Set of tasks
1: According to the judging-team piece, for how long are members of most collegiate programs eligible to compete in contests?
2: Please output everything in the rows from the line containing "Reviewer note: every instance of the high-rise" down to the line containing "pixel 290 189", with both of those lines included.

— start of Document excerpt —

I remember my coach reminding my teammates and me of this several times throughout my year on the horse-judging team. As I reflect on my year of competitive judging, I realize how true that statement is.

There are countless members of 4-H, FFA, and collegiate teams who set out to learn how to compete on judging teams for horses, livestock, dairy, poultry, and a variety of other animals every year. However, of those who begin this endeavor, only a fraction are able to see their plans through by fully committing to practice and competition. Why? Because judging is not only a mentally strenuous task, but also one that will challenge you physically.

I frequently speak with young people and parents who are initially interested in the idea of judging, but they are eventually deterred after realizing how much it demands. However, it is extremely important to recognize that immense benefits come along with these difficulties. Therefore, I decided to write this publication about the top 10 values acquired by competing on a judging team.

Top 10 Values

Importance of Commitment

A commitment is defined as a pledge, promise, or obligation—something that is completed from start to finish. Too often youths and adults join clubs or teams only to disappear once challenges arise. However, participation on a competitive judging team shows individuals the benefit that comes with perseverance and following through with commitments.

In most collegiate programs, members are eligible to compete in contests for only 1 year. Therefore, team members are constantly reminded of the need to work extraordinarily hard and stay committed until the end.

— end of Document excerpt —
— start of Task input —

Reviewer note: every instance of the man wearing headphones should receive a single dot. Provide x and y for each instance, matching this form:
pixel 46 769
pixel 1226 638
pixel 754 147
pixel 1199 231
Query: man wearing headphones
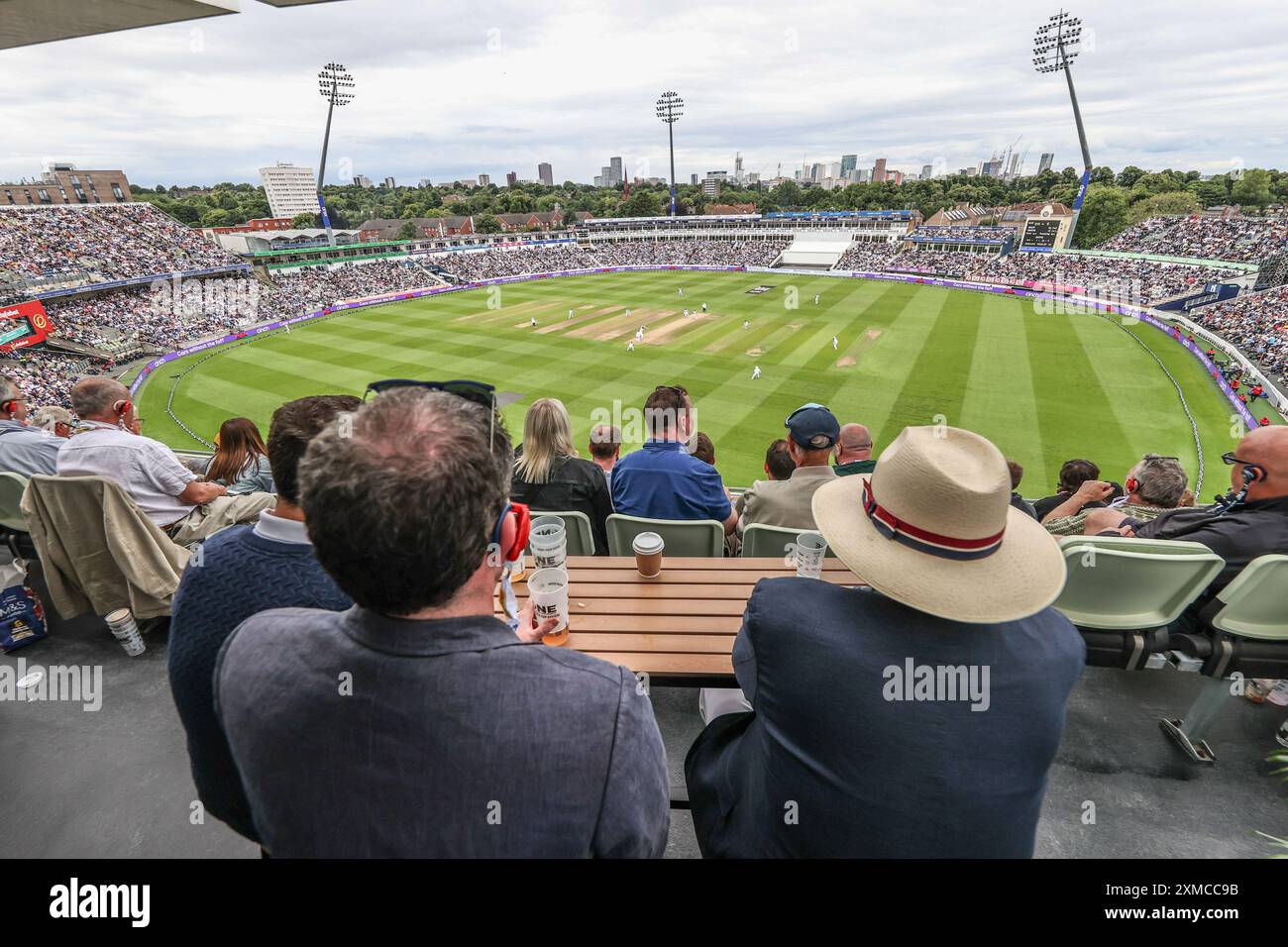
pixel 24 450
pixel 165 489
pixel 1252 522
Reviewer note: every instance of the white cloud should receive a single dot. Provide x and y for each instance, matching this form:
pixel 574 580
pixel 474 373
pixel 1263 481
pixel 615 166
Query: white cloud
pixel 452 91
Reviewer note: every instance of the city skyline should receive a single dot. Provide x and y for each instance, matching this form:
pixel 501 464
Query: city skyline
pixel 874 94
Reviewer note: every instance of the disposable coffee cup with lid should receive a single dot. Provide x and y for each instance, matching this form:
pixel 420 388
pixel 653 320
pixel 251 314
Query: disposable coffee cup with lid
pixel 648 553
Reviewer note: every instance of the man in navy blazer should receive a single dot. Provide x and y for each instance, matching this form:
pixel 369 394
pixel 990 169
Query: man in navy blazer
pixel 915 718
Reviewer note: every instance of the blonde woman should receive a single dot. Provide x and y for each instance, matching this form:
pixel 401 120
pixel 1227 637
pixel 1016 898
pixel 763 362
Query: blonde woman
pixel 549 475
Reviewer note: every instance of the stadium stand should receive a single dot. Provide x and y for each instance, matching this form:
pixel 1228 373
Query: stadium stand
pixel 1237 239
pixel 75 245
pixel 1257 324
pixel 819 250
pixel 694 253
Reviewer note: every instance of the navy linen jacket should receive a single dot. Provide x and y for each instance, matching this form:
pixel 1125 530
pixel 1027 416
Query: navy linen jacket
pixel 828 766
pixel 452 738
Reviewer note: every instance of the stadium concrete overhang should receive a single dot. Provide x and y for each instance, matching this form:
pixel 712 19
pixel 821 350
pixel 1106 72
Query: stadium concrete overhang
pixel 29 22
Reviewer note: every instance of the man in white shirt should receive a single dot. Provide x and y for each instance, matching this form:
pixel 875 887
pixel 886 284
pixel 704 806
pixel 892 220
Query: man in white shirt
pixel 165 489
pixel 24 450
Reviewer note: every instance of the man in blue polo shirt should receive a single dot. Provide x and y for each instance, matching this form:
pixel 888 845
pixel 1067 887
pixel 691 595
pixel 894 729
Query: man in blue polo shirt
pixel 662 480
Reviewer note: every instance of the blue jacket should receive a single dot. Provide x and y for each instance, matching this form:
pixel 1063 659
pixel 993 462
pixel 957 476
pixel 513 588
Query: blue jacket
pixel 360 735
pixel 660 480
pixel 840 759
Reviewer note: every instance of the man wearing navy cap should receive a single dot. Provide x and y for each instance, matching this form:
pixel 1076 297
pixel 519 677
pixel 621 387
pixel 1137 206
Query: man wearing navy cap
pixel 811 433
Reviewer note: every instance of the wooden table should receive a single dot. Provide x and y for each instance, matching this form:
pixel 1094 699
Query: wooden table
pixel 681 626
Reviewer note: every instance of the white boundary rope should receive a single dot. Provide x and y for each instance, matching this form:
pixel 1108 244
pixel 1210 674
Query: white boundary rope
pixel 1185 406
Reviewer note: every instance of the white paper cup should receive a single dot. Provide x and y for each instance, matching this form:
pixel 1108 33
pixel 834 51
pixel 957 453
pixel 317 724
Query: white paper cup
pixel 549 591
pixel 648 553
pixel 127 631
pixel 810 548
pixel 549 543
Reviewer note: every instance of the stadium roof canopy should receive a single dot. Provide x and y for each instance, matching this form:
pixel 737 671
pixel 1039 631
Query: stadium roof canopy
pixel 27 22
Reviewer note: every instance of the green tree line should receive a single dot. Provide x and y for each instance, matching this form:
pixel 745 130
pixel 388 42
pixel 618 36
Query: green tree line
pixel 1113 202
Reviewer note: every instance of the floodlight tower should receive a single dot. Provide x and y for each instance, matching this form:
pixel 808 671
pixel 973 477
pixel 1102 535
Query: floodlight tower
pixel 338 88
pixel 670 107
pixel 1055 46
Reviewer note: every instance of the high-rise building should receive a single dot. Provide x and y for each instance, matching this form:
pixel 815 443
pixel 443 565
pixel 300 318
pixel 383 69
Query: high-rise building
pixel 64 183
pixel 290 189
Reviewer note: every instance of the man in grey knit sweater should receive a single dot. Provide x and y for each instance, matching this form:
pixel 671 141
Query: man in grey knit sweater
pixel 417 724
pixel 236 574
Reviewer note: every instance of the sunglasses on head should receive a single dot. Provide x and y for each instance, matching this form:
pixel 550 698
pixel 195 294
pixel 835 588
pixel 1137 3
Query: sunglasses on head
pixel 476 392
pixel 803 407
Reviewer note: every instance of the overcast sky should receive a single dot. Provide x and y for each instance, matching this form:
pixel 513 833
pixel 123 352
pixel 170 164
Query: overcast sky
pixel 451 90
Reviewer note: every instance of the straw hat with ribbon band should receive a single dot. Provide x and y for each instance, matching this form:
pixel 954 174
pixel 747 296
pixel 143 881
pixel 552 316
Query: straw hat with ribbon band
pixel 932 527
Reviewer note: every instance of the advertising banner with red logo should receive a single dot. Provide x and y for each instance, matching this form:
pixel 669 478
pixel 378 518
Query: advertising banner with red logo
pixel 24 324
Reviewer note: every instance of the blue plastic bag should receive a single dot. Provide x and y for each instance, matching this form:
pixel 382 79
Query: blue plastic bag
pixel 22 616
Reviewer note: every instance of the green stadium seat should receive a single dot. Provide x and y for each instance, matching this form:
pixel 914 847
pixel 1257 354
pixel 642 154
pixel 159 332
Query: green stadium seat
pixel 1247 635
pixel 12 487
pixel 760 540
pixel 698 538
pixel 1256 603
pixel 581 541
pixel 1124 595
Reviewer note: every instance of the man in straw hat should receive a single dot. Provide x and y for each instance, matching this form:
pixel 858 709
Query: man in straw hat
pixel 917 718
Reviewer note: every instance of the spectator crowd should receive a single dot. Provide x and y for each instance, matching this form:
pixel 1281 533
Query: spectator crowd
pixel 1236 239
pixel 1257 322
pixel 691 253
pixel 82 245
pixel 454 703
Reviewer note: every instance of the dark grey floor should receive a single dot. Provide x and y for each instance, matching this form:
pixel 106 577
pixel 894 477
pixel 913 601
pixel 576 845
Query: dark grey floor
pixel 116 783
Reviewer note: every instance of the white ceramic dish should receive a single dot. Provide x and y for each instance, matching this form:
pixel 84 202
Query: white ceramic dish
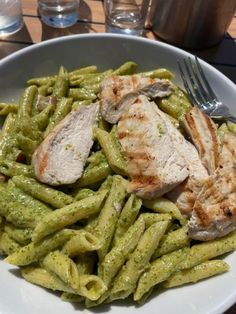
pixel 211 296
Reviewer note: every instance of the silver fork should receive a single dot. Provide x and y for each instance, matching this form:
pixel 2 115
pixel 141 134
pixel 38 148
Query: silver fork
pixel 200 91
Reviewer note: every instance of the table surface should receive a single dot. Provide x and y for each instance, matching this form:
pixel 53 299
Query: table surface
pixel 92 20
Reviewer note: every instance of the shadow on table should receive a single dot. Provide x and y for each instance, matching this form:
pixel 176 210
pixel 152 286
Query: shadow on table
pixel 22 36
pixel 84 25
pixel 221 56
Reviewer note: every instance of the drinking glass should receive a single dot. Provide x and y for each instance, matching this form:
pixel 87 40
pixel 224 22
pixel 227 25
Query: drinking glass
pixel 59 14
pixel 11 19
pixel 126 16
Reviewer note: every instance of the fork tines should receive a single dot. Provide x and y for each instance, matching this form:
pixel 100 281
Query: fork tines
pixel 196 84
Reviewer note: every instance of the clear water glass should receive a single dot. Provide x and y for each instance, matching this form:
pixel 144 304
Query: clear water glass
pixel 126 16
pixel 59 14
pixel 11 19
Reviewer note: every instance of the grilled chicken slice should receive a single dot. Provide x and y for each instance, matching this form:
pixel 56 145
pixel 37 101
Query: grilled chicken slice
pixel 61 157
pixel 184 195
pixel 214 212
pixel 203 133
pixel 154 164
pixel 118 92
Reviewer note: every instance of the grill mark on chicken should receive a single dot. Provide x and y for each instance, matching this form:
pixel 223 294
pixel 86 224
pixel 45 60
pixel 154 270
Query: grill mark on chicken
pixel 44 163
pixel 118 92
pixel 154 164
pixel 203 133
pixel 195 134
pixel 61 157
pixel 214 212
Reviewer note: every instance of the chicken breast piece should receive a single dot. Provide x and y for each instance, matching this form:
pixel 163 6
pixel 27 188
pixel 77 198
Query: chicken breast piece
pixel 214 212
pixel 118 92
pixel 154 164
pixel 61 157
pixel 185 194
pixel 203 133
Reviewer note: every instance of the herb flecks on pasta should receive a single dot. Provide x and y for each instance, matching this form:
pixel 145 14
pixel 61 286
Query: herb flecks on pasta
pixel 94 241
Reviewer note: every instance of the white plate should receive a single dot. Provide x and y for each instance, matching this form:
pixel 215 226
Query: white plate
pixel 211 296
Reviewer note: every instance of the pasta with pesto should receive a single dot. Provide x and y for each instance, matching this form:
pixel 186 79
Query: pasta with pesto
pixel 95 240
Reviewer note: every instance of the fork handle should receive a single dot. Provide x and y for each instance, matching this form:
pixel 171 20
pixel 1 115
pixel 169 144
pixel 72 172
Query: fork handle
pixel 225 117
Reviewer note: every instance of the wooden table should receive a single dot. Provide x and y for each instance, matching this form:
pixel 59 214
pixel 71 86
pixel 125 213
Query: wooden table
pixel 92 20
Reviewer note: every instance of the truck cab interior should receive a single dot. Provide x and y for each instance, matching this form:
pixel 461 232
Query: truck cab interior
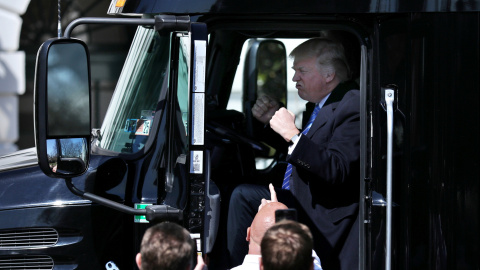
pixel 247 60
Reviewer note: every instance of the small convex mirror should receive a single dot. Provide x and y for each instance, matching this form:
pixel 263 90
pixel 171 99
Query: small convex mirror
pixel 62 107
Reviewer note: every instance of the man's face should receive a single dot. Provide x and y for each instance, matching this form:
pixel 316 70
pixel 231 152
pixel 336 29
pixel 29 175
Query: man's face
pixel 311 84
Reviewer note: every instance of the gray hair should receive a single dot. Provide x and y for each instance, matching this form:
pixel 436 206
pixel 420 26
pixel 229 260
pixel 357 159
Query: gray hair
pixel 330 56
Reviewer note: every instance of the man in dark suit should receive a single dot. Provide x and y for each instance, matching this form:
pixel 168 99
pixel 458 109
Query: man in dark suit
pixel 322 180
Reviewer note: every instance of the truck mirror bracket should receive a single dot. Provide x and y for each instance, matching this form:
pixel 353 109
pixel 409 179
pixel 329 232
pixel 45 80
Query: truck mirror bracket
pixel 151 212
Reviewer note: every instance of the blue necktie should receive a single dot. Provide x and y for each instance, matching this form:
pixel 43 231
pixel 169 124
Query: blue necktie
pixel 288 172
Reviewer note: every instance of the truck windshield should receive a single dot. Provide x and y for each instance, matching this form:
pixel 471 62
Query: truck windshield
pixel 130 115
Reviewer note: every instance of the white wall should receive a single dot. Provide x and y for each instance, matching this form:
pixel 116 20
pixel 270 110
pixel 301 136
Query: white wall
pixel 12 71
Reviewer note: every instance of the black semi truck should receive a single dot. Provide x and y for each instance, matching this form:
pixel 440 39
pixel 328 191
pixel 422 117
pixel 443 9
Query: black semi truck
pixel 178 135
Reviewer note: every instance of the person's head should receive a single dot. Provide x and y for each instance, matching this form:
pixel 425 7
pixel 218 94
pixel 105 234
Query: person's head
pixel 264 219
pixel 166 246
pixel 287 245
pixel 320 65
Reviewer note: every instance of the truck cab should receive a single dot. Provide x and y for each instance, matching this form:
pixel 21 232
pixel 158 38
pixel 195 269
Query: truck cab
pixel 179 134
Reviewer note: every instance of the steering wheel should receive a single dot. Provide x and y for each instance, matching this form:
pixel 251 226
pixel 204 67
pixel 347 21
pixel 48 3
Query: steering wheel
pixel 231 135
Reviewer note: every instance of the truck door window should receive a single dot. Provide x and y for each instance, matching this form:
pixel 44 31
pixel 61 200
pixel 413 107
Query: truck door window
pixel 130 116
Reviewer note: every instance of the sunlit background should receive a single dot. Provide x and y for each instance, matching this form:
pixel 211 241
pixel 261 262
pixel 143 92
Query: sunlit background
pixel 26 24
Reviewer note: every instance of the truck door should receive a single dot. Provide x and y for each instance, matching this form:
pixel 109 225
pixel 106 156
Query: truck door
pixel 424 138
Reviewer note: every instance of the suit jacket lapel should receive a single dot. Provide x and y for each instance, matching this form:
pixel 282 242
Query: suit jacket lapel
pixel 330 105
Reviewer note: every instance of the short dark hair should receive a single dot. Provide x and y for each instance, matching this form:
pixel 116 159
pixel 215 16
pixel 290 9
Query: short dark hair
pixel 167 246
pixel 287 245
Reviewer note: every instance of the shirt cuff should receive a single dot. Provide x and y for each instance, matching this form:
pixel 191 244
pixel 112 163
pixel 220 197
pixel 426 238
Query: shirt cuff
pixel 292 147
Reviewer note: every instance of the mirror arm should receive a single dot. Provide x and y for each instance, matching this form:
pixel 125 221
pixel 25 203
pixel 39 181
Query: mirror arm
pixel 151 212
pixel 93 20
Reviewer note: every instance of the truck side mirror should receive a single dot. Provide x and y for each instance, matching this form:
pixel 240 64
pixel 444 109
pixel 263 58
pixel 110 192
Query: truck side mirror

— end of Task input —

In response
1: Only 1 year.

2:
Reviewer note: every instance of the high-rise building should receive a single dot. Provide x and y for each instance, matching this form:
pixel 815 443
pixel 443 565
pixel 300 318
pixel 383 69
Query: high-rise building
pixel 64 183
pixel 290 189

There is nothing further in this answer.